Given request: Quote each line of the material verbatim, without the pictures.

>> BEGIN Task inputs

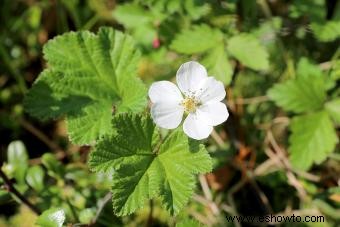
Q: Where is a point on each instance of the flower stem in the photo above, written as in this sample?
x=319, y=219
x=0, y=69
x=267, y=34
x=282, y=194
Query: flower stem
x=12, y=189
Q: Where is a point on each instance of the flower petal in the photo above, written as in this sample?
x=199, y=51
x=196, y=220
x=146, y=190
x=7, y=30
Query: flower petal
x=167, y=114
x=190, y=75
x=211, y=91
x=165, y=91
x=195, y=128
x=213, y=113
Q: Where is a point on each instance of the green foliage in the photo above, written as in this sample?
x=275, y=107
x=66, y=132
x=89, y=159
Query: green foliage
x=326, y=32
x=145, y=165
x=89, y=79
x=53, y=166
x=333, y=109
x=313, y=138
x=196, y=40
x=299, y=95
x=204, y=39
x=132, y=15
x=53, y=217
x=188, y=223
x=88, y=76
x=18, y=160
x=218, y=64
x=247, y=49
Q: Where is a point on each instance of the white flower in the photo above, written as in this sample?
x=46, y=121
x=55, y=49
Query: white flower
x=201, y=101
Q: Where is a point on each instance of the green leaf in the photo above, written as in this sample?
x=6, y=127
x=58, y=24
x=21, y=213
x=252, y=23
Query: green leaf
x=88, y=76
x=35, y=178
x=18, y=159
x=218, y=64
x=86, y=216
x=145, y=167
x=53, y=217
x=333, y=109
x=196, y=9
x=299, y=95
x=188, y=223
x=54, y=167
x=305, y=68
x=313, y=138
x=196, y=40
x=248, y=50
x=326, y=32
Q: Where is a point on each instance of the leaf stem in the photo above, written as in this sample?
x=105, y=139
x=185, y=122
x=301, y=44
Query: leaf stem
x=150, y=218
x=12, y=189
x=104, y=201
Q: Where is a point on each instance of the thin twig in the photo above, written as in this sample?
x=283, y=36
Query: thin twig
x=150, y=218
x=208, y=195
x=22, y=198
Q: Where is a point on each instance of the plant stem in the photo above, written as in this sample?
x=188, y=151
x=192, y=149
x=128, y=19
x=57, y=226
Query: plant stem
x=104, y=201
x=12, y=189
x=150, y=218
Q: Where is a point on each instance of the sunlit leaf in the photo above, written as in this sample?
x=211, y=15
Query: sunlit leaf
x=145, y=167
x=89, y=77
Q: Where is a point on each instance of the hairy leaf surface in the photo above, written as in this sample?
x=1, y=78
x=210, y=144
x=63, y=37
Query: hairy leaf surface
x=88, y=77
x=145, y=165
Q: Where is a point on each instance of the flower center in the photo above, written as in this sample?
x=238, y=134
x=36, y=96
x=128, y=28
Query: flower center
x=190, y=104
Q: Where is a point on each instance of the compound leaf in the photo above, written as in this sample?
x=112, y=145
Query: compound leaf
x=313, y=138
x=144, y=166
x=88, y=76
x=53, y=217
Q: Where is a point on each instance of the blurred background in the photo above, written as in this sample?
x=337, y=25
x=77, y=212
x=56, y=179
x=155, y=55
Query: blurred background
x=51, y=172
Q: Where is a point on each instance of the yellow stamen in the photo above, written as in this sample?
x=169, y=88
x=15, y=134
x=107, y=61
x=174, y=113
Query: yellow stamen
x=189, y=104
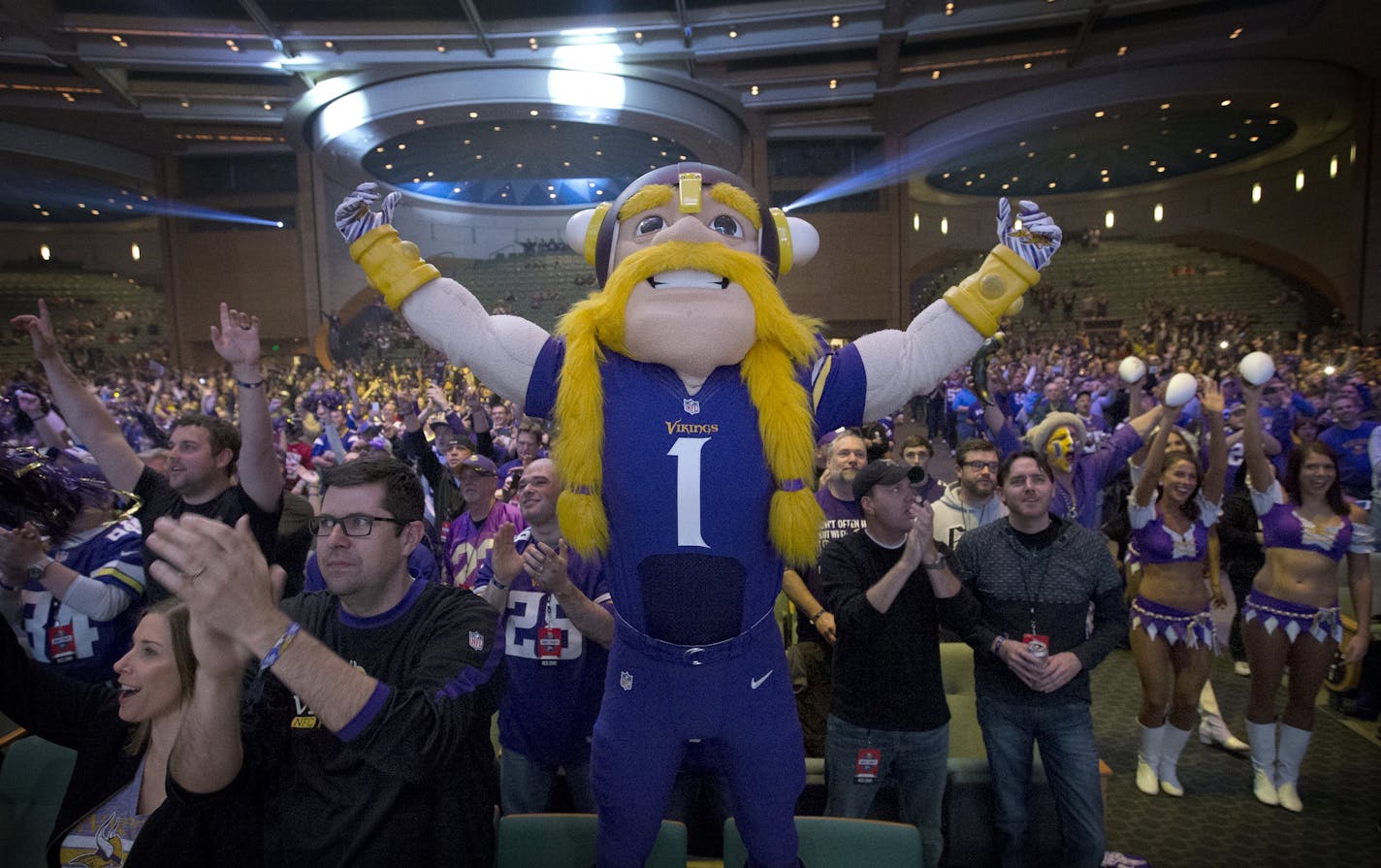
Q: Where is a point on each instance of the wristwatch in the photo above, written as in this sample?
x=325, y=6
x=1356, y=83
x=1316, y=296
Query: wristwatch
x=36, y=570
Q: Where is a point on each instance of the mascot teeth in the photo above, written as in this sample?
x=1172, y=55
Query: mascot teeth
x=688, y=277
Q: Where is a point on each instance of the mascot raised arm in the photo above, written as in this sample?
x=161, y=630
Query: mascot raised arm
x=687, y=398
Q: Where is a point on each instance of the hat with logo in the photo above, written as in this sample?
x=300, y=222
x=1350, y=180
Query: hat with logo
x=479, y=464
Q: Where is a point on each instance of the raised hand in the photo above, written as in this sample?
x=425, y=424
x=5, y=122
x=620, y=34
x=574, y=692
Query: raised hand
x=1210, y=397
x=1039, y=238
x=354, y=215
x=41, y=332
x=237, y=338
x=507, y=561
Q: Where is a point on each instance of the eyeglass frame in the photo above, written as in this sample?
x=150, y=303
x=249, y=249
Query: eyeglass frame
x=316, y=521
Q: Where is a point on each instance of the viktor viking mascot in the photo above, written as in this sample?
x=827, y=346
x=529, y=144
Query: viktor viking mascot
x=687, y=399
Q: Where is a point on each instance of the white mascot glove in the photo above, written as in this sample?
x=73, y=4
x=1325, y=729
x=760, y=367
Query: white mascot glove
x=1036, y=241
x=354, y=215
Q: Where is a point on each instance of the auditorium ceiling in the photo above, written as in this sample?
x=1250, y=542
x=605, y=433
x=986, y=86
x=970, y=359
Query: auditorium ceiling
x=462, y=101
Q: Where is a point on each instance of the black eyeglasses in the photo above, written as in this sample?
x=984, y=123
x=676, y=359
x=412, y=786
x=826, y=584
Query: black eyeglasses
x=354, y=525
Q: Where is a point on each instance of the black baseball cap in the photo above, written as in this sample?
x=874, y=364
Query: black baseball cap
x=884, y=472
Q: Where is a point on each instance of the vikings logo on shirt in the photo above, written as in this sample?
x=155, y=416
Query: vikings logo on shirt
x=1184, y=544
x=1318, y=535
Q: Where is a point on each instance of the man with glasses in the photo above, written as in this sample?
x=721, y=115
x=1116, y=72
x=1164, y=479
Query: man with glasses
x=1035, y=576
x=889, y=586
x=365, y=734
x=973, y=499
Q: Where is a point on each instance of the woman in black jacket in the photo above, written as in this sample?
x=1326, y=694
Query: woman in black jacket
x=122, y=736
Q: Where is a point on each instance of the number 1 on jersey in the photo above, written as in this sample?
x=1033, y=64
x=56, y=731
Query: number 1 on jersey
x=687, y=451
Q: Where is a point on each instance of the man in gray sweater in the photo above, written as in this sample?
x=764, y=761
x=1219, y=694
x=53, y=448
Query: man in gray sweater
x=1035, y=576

>> END Task inputs

The response:
Q: Where is a point on each instance of the flower stem in the photo above, written as in this sample?
x=319, y=219
x=0, y=69
x=267, y=34
x=282, y=194
Query: flower stem
x=12, y=189
Q: Where is a point on each instance of the flower petal in the photo above, written as in this sample?
x=199, y=51
x=196, y=220
x=146, y=190
x=7, y=30
Query: flower petal
x=167, y=114
x=190, y=75
x=211, y=91
x=165, y=91
x=195, y=128
x=213, y=113
Q: Where is a point on each instance of the green foliage in the photo above, written as in this sample?
x=275, y=107
x=66, y=132
x=89, y=159
Query: green foliage
x=326, y=32
x=145, y=165
x=89, y=79
x=53, y=166
x=333, y=109
x=313, y=138
x=196, y=40
x=299, y=95
x=204, y=39
x=132, y=15
x=53, y=217
x=188, y=223
x=88, y=76
x=18, y=160
x=218, y=64
x=247, y=49
Q: Where is a point on each instance of the white flower in the photo above, written as in this sample?
x=46, y=121
x=55, y=49
Query: white flower
x=201, y=101
Q: Where is a point on each instance of the green leaf in the photo above, written as in this sample?
x=6, y=127
x=58, y=24
x=21, y=213
x=252, y=23
Query: green leaf
x=88, y=76
x=35, y=178
x=18, y=159
x=218, y=64
x=86, y=216
x=145, y=167
x=53, y=217
x=333, y=109
x=196, y=9
x=299, y=95
x=188, y=223
x=54, y=167
x=305, y=68
x=313, y=138
x=196, y=40
x=248, y=50
x=326, y=32
Q: Where is a point on each instance of the leaf stem in the photo above, written as in this sample?
x=105, y=139
x=185, y=122
x=301, y=44
Query: leaf stem
x=150, y=218
x=12, y=189
x=104, y=201
Q: Where is a point on each instance of the thin twig in the photo above, written as in this sample?
x=283, y=36
Query: thin twig
x=150, y=218
x=208, y=195
x=22, y=198
Q: Where is a point on each instance of the plant stem in the photo above, written as in this sample?
x=188, y=151
x=192, y=149
x=128, y=19
x=57, y=226
Query: plant stem
x=104, y=201
x=12, y=189
x=150, y=218
Q: Where is a point on each instance of the sunlit leaf in the photo above, written as in this sample?
x=211, y=15
Query: sunlit leaf
x=145, y=167
x=89, y=77
Q: Where is a point on each instance of the hairy leaf surface in the photo above, written as in this sample?
x=1, y=78
x=210, y=144
x=63, y=37
Query: hairy leaf surface
x=88, y=77
x=145, y=165
Q: Where is a point on each instance of the flower center in the photo above, written as in this sample?
x=238, y=134
x=36, y=96
x=128, y=28
Query: flower center
x=190, y=104
Q: Where is a point on each instance of the compound leaf in the photo above, written as in this sample?
x=112, y=145
Query: compound leaf
x=313, y=138
x=144, y=166
x=88, y=76
x=53, y=217
Q: Where is a point on each instance of the blurred background in the photo above, written as in this sample?
x=337, y=25
x=77, y=212
x=56, y=179
x=155, y=55
Query: blurred background
x=51, y=172
Q: Where is a point on each instance of the yellow stamen in the photo above, written as in this sample?
x=169, y=88
x=15, y=134
x=107, y=61
x=174, y=113
Query: yellow stamen
x=189, y=104
Q: Where is a point on each instance of the wristwatch in the photo above, written as in this sample?
x=325, y=6
x=1356, y=83
x=1316, y=296
Query: wristwatch
x=36, y=570
Q: Where is a point on each instance of the mascot teeth in the photo above, written as in this sample?
x=1172, y=55
Query: mascot teeth
x=688, y=277
Q: Where is a point on each instance of the mascot raised arm in the photo above, written as in this sample?
x=161, y=630
Query: mascot raised arm
x=687, y=398
Q: Where is a point on each instance of the hat with logo in the photo above, written as in this sample?
x=300, y=222
x=1350, y=180
Query: hat with logo
x=479, y=464
Q: Where is a point on each instance of the raised hand in the photo above, written as in this sample?
x=425, y=424
x=5, y=122
x=620, y=34
x=574, y=692
Query: raised hand
x=1210, y=397
x=1039, y=238
x=354, y=215
x=41, y=332
x=237, y=338
x=507, y=561
Q: Where is a point on each instance of the eyeglass frame in the photo above, written as in this sample?
x=150, y=303
x=249, y=249
Query: eyeglass frame
x=316, y=521
Q: Where is a point on each instance of the viktor viking mascot in the photo above, written as in this sample?
x=827, y=346
x=529, y=144
Query: viktor viking mascot
x=687, y=399
Q: Where is a point on each instance of the white mascot glove in the photo above, written as in this sample?
x=73, y=4
x=1325, y=729
x=760, y=367
Query: white mascot glove
x=1036, y=241
x=354, y=215
Q: Where is a point on each instance of the auditorium ceiling in the photo above, written as in this sample?
x=1250, y=542
x=605, y=433
x=986, y=86
x=970, y=359
Query: auditorium ceiling
x=462, y=101
Q: Where is a point on each instance of the black eyeglasses in the photo above, written as in this sample?
x=984, y=123
x=676, y=359
x=412, y=786
x=826, y=584
Query: black eyeglasses
x=354, y=525
Q: Where is a point on each instance of the black baseball cap in the photo above, written as in this sample?
x=874, y=364
Query: black baseball cap
x=884, y=472
Q: Where is a point on each instance of the vikings logo on shirt in the photo above, written as in this sample?
x=155, y=416
Query: vikings logo on shirt
x=1184, y=544
x=1318, y=535
Q: Where is a point on each instance of the man with glasses in the photo above, written as in this sample?
x=721, y=115
x=1116, y=72
x=1164, y=479
Query: man with glasses
x=1035, y=576
x=889, y=586
x=365, y=734
x=973, y=499
Q: Where is a point on each instance of the woman in black jacket in the photo above, written as in this sample?
x=1326, y=694
Query: woman in black jacket
x=122, y=736
Q: Where is a point on each instance of the number 1 on jersey in the photo above, written as in this sample?
x=1033, y=64
x=56, y=731
Query: number 1 on jersey
x=687, y=451
Q: Where is a point on each instance of the man in gray sweater in the photo above, written as in this sample?
x=764, y=761
x=1219, y=694
x=53, y=448
Query: man in gray sweater
x=1035, y=576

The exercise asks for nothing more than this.